[Data entries]
──────────────────────────────

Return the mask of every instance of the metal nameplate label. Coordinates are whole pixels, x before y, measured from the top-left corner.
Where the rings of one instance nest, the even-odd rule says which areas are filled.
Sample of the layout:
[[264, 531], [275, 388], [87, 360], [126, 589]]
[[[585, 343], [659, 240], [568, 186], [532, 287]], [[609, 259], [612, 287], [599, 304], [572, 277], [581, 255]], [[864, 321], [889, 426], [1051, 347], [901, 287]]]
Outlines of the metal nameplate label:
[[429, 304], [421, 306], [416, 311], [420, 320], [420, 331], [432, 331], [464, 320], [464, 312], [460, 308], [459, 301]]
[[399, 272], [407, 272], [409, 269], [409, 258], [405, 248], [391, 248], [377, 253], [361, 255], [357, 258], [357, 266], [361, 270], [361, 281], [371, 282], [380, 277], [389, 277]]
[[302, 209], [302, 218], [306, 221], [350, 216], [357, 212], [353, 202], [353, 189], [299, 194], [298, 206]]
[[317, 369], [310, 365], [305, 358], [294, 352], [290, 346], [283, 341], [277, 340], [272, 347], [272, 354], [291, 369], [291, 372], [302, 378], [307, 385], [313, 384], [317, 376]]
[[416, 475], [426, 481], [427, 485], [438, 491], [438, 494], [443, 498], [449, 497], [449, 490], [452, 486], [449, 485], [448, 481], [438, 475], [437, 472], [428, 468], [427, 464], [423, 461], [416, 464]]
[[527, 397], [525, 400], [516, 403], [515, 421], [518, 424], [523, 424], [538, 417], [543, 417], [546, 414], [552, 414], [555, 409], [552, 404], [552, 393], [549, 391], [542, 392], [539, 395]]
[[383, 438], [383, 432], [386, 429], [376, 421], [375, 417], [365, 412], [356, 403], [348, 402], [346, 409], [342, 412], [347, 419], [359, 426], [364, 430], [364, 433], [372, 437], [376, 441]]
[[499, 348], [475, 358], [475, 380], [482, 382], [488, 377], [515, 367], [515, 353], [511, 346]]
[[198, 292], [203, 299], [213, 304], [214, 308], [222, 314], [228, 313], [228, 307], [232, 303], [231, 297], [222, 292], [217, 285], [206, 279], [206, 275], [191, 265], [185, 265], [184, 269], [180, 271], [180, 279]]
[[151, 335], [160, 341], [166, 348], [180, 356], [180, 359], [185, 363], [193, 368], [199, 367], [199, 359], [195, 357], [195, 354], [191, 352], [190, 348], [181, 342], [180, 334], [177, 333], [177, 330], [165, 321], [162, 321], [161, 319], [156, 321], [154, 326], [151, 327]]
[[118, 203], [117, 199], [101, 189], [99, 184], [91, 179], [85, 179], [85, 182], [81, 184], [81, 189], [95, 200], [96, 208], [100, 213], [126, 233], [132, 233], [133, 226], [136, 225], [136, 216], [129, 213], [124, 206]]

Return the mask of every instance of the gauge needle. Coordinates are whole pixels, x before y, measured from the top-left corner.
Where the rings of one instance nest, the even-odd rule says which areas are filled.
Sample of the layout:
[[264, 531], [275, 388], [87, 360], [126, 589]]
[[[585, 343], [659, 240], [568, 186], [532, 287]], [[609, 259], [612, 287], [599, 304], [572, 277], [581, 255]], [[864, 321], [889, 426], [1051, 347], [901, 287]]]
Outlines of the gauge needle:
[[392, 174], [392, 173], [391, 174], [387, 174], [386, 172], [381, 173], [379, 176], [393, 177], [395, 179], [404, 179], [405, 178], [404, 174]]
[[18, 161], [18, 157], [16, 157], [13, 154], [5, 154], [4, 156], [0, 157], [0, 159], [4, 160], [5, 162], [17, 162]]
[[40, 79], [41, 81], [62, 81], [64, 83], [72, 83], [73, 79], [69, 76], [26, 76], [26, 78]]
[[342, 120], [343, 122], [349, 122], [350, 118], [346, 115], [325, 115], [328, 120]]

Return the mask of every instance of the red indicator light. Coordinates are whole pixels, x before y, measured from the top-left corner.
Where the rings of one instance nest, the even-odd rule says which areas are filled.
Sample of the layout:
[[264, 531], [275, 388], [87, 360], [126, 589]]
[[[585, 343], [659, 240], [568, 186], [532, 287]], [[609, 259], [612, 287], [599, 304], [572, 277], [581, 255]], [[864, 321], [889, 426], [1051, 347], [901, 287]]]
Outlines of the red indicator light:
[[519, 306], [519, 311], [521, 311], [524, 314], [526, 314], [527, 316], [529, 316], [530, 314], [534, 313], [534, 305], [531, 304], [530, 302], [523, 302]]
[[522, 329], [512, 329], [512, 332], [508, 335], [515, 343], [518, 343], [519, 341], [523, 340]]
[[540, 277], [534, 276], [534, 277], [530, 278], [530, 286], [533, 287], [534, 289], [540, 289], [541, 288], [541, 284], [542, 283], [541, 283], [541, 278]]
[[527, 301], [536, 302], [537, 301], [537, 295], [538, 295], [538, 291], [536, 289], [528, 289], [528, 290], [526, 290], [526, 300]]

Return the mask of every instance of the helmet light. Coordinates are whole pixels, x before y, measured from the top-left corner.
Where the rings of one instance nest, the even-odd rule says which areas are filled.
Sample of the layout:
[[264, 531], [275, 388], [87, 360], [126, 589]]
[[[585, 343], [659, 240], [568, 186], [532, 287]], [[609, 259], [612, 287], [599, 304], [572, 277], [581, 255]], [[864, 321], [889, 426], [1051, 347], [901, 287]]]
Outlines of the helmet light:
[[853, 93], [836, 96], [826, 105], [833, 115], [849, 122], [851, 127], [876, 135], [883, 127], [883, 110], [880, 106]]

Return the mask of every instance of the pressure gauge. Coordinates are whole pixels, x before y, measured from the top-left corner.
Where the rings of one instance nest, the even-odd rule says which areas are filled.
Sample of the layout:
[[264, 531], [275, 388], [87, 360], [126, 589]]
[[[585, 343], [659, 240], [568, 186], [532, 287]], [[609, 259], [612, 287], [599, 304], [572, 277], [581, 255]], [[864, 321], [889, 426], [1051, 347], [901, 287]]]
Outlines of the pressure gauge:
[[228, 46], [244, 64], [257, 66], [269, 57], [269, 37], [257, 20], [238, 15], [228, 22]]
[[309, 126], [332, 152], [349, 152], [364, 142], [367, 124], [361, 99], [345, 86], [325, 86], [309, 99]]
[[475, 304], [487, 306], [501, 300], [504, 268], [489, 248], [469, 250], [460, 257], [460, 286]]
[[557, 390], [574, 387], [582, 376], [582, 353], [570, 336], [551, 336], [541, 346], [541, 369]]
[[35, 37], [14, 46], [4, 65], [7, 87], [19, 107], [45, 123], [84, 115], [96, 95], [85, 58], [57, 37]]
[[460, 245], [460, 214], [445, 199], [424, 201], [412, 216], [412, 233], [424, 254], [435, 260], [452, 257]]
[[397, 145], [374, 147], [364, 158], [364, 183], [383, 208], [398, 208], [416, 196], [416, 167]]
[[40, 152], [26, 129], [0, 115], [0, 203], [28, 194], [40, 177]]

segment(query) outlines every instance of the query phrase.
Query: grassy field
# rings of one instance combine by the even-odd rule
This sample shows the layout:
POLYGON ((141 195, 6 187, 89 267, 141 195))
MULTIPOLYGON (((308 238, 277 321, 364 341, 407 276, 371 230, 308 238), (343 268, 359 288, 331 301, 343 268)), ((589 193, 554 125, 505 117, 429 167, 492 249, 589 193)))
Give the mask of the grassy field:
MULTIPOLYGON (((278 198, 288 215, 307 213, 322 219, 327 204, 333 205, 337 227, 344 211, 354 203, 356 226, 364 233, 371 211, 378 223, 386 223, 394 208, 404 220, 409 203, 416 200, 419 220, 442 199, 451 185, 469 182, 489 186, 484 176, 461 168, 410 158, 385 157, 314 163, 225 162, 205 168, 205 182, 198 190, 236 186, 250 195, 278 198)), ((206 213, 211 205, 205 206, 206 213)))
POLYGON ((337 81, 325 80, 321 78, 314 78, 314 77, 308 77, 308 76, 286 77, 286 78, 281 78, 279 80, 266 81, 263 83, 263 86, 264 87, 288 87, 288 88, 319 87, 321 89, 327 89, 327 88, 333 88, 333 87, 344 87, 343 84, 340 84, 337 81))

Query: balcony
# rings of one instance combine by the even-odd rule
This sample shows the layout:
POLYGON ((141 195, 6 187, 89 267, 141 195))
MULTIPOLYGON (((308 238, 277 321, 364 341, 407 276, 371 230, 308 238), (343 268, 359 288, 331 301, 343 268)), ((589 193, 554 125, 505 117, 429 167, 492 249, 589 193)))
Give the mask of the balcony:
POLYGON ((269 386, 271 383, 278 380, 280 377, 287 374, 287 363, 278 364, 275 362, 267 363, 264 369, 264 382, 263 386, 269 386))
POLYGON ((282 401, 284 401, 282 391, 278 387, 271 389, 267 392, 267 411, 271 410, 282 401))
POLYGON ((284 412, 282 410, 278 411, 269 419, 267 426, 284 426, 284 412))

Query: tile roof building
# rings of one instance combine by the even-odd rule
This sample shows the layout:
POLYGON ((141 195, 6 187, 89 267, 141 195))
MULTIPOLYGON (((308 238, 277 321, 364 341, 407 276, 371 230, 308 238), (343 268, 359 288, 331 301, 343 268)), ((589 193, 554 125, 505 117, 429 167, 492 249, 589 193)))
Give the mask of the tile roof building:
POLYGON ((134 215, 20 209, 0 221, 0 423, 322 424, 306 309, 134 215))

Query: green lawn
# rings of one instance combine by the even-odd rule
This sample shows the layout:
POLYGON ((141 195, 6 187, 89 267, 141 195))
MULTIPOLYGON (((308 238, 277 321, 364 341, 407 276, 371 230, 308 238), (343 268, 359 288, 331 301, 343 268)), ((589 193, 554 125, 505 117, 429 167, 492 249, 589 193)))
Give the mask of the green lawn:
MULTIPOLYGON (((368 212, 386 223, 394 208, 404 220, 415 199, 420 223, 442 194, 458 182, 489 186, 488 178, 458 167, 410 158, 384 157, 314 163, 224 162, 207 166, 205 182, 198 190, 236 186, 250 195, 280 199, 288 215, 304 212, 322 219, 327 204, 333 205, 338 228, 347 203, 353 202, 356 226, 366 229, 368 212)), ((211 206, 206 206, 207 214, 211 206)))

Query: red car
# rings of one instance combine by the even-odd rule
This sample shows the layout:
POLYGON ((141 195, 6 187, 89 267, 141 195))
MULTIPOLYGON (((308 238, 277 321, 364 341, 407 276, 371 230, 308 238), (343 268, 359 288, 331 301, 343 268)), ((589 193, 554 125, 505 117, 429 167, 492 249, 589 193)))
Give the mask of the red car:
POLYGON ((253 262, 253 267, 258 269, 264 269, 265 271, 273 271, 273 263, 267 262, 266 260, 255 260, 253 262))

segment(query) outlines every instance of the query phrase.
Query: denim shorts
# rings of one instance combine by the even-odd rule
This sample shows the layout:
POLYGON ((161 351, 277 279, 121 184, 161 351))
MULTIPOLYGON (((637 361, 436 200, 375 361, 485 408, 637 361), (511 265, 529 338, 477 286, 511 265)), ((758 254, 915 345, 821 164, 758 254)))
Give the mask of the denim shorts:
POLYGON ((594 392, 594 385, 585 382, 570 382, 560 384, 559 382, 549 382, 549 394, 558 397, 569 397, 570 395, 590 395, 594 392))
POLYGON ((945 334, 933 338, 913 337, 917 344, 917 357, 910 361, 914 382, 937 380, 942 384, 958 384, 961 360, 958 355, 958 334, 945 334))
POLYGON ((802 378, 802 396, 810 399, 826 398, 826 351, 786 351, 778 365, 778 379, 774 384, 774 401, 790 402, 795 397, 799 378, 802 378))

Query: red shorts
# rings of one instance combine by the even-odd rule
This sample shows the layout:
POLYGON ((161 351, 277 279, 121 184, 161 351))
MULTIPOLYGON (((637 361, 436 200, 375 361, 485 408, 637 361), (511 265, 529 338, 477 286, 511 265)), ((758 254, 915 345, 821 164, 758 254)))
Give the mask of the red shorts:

──────────────────────────────

> **PROBLEM TO WORK ON**:
The line containing "Query: red shorts" and every line after it, through the end of the records, should be repeated exactly and alone.

> **TASK RESPONSE**:
Query: red shorts
# rings of one instance combine by the even-odd rule
This sample shows the layout:
POLYGON ((161 351, 277 279, 121 184, 161 351))
MULTIPOLYGON (((637 361, 436 200, 375 361, 485 408, 637 361), (511 265, 529 338, 477 286, 511 265)), ((758 254, 915 345, 821 164, 758 254)))
Give the mask of the red shorts:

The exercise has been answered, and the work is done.